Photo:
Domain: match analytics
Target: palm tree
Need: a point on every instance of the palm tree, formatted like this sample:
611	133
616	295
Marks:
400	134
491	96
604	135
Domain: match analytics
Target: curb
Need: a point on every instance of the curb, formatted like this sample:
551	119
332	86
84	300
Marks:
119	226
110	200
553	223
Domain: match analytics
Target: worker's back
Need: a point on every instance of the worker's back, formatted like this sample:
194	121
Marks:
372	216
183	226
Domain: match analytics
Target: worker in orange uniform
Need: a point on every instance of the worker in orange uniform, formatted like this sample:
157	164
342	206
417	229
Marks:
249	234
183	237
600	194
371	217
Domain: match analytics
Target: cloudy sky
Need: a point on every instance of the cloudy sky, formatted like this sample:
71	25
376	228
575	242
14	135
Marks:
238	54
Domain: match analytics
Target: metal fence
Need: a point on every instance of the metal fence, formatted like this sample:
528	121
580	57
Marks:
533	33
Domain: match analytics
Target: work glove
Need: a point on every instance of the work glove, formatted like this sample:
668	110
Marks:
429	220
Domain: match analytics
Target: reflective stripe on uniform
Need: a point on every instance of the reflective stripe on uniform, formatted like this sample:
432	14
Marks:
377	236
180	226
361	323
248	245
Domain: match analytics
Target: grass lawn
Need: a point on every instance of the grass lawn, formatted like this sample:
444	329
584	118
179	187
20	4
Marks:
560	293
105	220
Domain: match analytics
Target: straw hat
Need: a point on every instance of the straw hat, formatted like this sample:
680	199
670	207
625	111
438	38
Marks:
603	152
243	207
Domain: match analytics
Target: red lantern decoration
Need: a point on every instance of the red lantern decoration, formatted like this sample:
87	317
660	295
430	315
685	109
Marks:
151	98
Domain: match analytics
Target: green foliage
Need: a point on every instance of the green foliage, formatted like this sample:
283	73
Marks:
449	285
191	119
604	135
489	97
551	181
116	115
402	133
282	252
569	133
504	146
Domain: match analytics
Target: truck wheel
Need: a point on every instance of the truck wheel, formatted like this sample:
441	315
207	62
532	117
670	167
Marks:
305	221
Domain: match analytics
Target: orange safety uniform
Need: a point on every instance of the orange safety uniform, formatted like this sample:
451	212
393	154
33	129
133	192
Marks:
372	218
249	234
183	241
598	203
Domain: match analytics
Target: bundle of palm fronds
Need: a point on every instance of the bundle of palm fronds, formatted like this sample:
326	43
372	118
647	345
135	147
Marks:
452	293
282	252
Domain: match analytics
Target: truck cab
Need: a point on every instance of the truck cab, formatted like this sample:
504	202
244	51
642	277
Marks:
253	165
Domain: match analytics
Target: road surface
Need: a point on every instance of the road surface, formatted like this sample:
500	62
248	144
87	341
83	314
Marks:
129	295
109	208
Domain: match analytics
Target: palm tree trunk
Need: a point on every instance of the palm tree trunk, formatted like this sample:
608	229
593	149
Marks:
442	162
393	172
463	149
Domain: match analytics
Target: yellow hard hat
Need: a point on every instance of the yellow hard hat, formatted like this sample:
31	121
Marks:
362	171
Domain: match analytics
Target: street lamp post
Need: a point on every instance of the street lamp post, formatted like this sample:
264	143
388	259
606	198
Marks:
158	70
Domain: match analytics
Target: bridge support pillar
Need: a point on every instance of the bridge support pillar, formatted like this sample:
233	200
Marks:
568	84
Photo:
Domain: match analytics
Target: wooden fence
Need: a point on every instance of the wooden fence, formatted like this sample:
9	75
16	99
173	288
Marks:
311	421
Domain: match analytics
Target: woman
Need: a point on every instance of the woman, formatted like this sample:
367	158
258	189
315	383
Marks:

○ ○ ○ ○ ○ ○ ○

:: What the exercise asks ::
Return all of the data word for word.

:: The completed task ::
Photo:
Domain: match analytics
Target: palm tree
Need: a point on every instance of the palm tree, formatted like this sample:
611	133
616	295
Marks:
400	134
491	96
604	135
Domain: match analytics
Target: curb
Need: a point on every instance of the curb, formatted like this sample:
551	119
332	86
84	300
Marks:
119	226
110	200
553	223
Domain: match analytics
Target: worker's back
Need: a point on every instance of the worker's back, formatted like this sample:
194	121
Marks:
372	216
183	226
Domain: match analytics
Target: worker in orange uniform
Need: a point on every instance of the worker in orange uniform, formatted like this sample:
157	164
342	206
417	229
Marks:
249	234
183	237
600	194
371	217
Domain: match analytics
Target: cloudy sky
Need: a point on every instance of the cloudy sky, formatted like this sample:
71	25
376	228
575	242
14	135
Marks:
238	54
Domain: match analytics
Target: metal fence
Need: a point on every instance of the metal fence, formatted like this sample:
528	121
580	57
Marks:
533	33
Domain: match analytics
Target: work glove
Need: a point on every instance of the work glove, formatted like this sample:
668	110
Marks:
429	220
Domain: match analytics
Target: reflective stripe on uniform
Need: a point on every instance of the reflective stripe on uniform, formatted like this sample:
432	14
Marks:
377	236
180	226
361	323
248	245
Domain: match analytics
Target: grass lawn
Need: a point on every instance of the grass lawn, formatted like this sample:
444	329
584	118
179	187
20	4
Marks:
560	293
105	220
Domain: match analytics
Target: straw hat
Need: a point on every instance of the straw hat, formatted like this sample:
680	199
670	207
625	111
438	38
Marks:
603	152
243	207
Domain: match analytics
Target: red lantern decoration
Need: a point on every instance of the red lantern decoration, formatted like this sample:
87	317
660	295
430	315
685	109
Marks:
151	98
Domain: match analytics
Target: green foliage
Need: a point on every instance of the green foliage, formatted like this sample:
283	73
Marks:
449	285
191	119
604	135
489	97
551	181
116	115
402	133
282	252
569	133
504	146
Domain: match analytics
Target: truck wheel
Need: a point on every instance of the truck wheel, formatted like this sample:
441	315
207	62
532	117
670	167
Marks:
305	221
Domain: match analytics
Target: orange safety uniform
Need: a point on every instance of the orange safety uniform, formatted like this sample:
451	212
393	154
33	129
133	192
Marks:
372	218
249	234
183	241
598	203
Domain: match analytics
Target: bundle of palm fronds
Need: a point on every instance of the bundle of palm fronds, formatted like this sample:
326	43
372	118
647	345
135	147
Marks:
452	293
282	252
Domain: match analytics
Target: truck cab
Need: a point on every instance of the truck cab, formatted like this sample:
504	202
244	51
642	277
Marks:
253	165
Domain: match analytics
Target: road surface
Need: a point on every instance of the road surface, formatted like this sample:
500	62
248	144
87	341
83	314
Marks:
129	295
109	208
Domain: match analytics
Target: palm tree trunk
Need: a point on every instance of the palm tree trunk, formatted like this sample:
608	229
593	149
Marks:
442	162
393	172
463	149
Domain: match analytics
Target: yellow hard hat
Need: a point on every instance of the yellow hard hat, formatted like this sample:
31	121
Marks:
362	171
Domain: match analytics
Target: street lamp post
Need: a point on every instance of the street lamp post, formatted like this sample:
264	143
388	259
606	198
Marks:
158	70
Domain: match analytics
Target: bridge support pillar
Need: a point on every instance of the bridge support pillar, formatted like this sample:
233	200
Marks:
568	84
Photo:
Domain: match analytics
Target: wooden fence
Need: a point on every instance of the wooden fence, formatted like this sample:
9	75
16	99
173	288
Marks:
311	421
Domain: match analytics
Target: woman
Need: a point on every instance of the woman, formatted like this sample:
367	158
258	189
315	383
Marks:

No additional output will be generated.